## Text excerpt
46.2 Linux Compatibility Layer
46.2.1 DRM/KMS Compatibility
Linux's Direct Rendering Manager (DRM) is the standard GPU kernel interface. Userspace
graphics stacks (Mesa, Vulkan, Wayland compositors) use it via /dev/dri/card* and
/dev/dri/renderD*.
ISLE provides DRM compatibility through isle-compat:
Userspace (Vulkan, OpenGL, CUDA, etc.)
|
| Standard DRM/KMS ioctls
v
isle-compat/src/drm/
|
| Translates DRM ioctls to isle-accel KABI calls
v
isle-accel scheduler + AccelBase/AccelCompute vtable
|
| KABI vtable calls
v
GPU driver (Tier 1, domain-isolated)

## Exercise tasks
A - Answer these questions from the DRM compatibility excerpt, one answer per line:
(i) Which device paths do userspace graphics stacks use to reach DRM?
(ii) Which component does ISLE use to provide DRM compatibility?
(iii) At what tier does the GPU driver run?
B - Pick up the DRM compatibility excerpt after its last line and keep writing it.

## Listed entries

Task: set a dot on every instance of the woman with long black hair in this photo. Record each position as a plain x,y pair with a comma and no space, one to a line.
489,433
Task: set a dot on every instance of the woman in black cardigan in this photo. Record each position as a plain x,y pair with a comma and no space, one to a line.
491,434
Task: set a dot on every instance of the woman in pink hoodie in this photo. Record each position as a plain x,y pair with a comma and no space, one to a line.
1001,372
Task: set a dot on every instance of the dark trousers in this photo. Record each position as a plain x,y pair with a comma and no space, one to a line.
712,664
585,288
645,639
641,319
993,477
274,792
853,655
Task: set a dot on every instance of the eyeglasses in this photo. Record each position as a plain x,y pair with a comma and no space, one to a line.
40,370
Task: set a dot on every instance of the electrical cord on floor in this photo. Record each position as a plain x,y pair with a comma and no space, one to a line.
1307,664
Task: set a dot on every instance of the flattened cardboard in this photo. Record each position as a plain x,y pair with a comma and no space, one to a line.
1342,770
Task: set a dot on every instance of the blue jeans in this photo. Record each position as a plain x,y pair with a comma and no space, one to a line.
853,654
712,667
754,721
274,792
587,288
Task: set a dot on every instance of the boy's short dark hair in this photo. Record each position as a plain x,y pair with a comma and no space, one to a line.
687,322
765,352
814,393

## Answers below
A -
(i) /dev/dri/card* and /dev/dri/renderD*
(ii) isle-compat
(iii) Tier 1 (domain-isolated)

B -
DRM ioctls translated to isle-accel operations:
| DRM ioctl | isle-accel equivalent |
|---|---|
DRM_IOCTL_MODE_* |
Display subsystem (AccelDisplayVTable, not covered here) |
DRM_IOCTL_*_CTX_CREATE/DESTROY |
create_context / destroy_context |
DRM_IOCTL_*_GEM_CREATE |
alloc_device_memory |
DRM_IOCTL_*_GEM_MMAP |
map_device_memory |
DRM_IOCTL_*_EXECBUFFER |
submit_commands (via AccelScheduler) |
DRM_IOCTL_*_WAIT |
poll_completion |
DRM_IOCTL_PRIME_* |
P2P DMA handle export/import |
46.2.2 NVIDIA Compatibility
NVIDIA's userspace stack (CUDA runtime, cuDNN, TensorRT) communicates with the kernel
driver through proprietary ioctls on /dev/nvidia*. The compatibility approach:
Option A: NVIDIA ships a KABI-native kernel interface layer
- NVIDIA already has a clean internal split between their proprietary
compute core and the "kernel interface layer" (nvidia.ko)
- ISLE provides a KABI implementation of this interface layer
- NVIDIA's compute core links against our KABI implementation
- Same approach described in Section 55.4
Option B: ioctl compatibility shim
- Translate NVIDIA's /dev/nvidia* ioctls to isle-accel KABI calls
- More fragile (NVIDIA changes their ioctl interface between releases)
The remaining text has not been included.